Copy each of the items below word for word, leaving out the pictures.

::: Records for the task :::

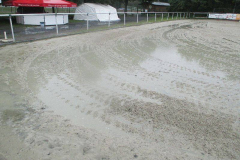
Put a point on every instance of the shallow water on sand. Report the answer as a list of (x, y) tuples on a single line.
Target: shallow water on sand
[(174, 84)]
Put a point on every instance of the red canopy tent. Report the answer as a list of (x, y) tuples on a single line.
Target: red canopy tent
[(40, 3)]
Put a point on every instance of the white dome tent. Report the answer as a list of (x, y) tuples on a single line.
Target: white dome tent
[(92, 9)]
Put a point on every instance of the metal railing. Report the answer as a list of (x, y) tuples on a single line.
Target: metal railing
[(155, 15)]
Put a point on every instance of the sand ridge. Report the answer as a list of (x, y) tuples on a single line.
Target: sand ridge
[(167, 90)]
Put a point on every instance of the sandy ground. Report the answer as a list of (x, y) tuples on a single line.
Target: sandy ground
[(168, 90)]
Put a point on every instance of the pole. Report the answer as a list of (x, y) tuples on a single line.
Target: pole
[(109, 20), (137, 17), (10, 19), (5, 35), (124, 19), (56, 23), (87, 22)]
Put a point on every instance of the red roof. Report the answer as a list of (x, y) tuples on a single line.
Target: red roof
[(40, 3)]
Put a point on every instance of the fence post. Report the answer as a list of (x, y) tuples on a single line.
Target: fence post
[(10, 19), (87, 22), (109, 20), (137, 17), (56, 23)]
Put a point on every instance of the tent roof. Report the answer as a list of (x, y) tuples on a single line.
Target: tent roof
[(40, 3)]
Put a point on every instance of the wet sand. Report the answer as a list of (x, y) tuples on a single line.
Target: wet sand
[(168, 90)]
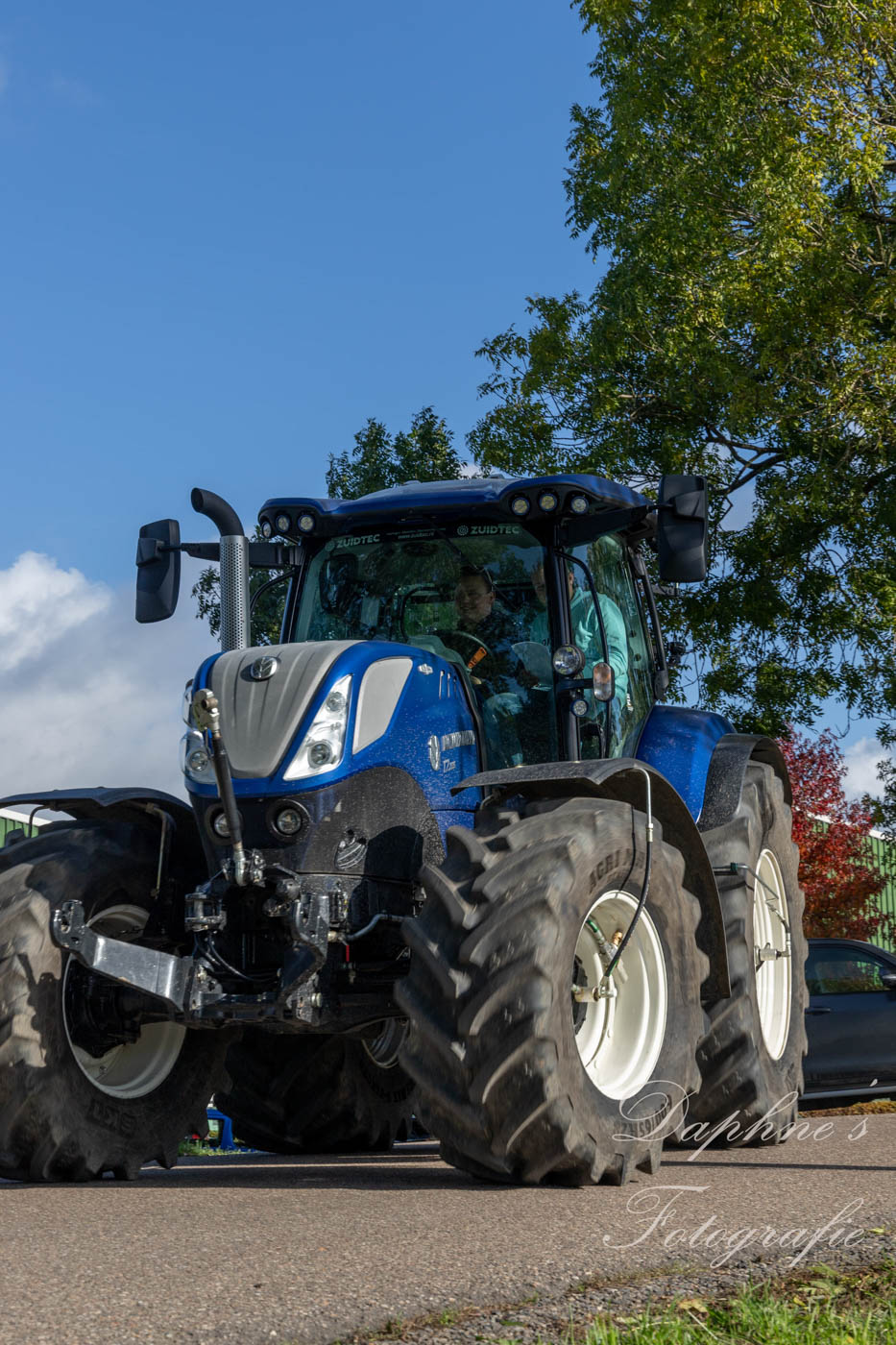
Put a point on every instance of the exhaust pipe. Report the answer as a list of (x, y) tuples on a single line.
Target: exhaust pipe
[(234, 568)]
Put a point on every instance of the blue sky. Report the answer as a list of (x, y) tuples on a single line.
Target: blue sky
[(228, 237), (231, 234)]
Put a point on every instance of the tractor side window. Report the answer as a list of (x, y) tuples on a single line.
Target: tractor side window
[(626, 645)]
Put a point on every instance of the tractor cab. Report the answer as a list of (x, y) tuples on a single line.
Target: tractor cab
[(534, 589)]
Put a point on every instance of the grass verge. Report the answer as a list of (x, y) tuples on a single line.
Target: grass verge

:::

Response
Put a point on every instance of the shallow water on sand. Report the answer as a list of (x, y) tuples on a single line.
Target: shallow water on sand
[(174, 84)]
Put a point on every instance of the red canopy tent. Report the answer as a list of (x, y) tuples on a single line.
Target: red canopy tent
[(40, 3)]
Put a point on every instance of the white dome tent. Report the answer as a list of (x, y) tuples on a single line.
Target: white dome tent
[(92, 9)]
Put a point on every instance of the metal railing. Report the answer as a list of (x, y) tuples on a single line.
Target: metal railing
[(155, 15)]
Put a point on every instance of the sand ridge. Report the answer as a list of (x, y) tuples on a single line.
Target: sand ridge
[(167, 90)]
Put a point on every instance of the sandy ground. Report the answer as a list of (x, y) tuples on a single line.
Target: sandy ground
[(168, 90)]
Put a point on every instance of the pole. Report the answer as a list of (x, y) tuples on a single line.
Target: pole
[(109, 20), (137, 17), (10, 19), (5, 35), (124, 19), (56, 23), (87, 22)]
Put a point on every instance of the red roof. Report the answer as a list of (x, y) tuples on a single line.
Target: red roof
[(40, 3)]
Put a point on every instance of the fence post. Report the answer as a list of (x, y) tuples on a single line.
Target: fence post
[(10, 19), (87, 22), (109, 20), (137, 17), (56, 23)]
Put a point on every instance of the tent roof. Report the answer as a list of (x, y) tuples on a single line.
Target: tent roof
[(40, 3)]
Put a point on every instance of the wet sand. Report the answer as a list of (x, y) tuples on a single line.
Target: wet sand
[(168, 90)]
Put a point on every instance of the exhaust pipe. Report the answer as a list of (x, y) tuples on a single line.
Target: exhaust pipe
[(234, 568)]
Put a point on every instance of the blue sky. Report the answer as a list of (x, y) tuples on a single line.
Target: blue sky
[(228, 237), (231, 234)]
Put a point on every instance of the tractor side window. Report the answer as a list of (x, y) tuples on a single line.
Target: tractor side window
[(626, 645)]
Put a point on every instance of the tractor cab. Report the answer as a list of (x, y) tuples on a single line.
Target: tractor cab
[(534, 589)]
Put a point on every instance of the grass verge. Report the answer as a list of (x, y) tuples on a single line.
Target: grass verge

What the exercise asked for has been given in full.